OBJECTIVE. Arrange every line of the rows as a Markdown table with the columns Number and Row line, numbering each line in order and leaving out any blank lines.

Rows from a data source:

────────────────────

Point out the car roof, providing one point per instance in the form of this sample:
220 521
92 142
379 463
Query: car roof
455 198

────────────────────

SOLUTION BELOW.
| Number | Row line |
|---|---|
| 1 | Point out the car roof, providing one point per instance in the form of this sample: |
| 2 | 220 521 |
| 3 | 92 142 |
| 4 | 379 463 |
| 5 | Query: car roof |
| 6 | 455 198 |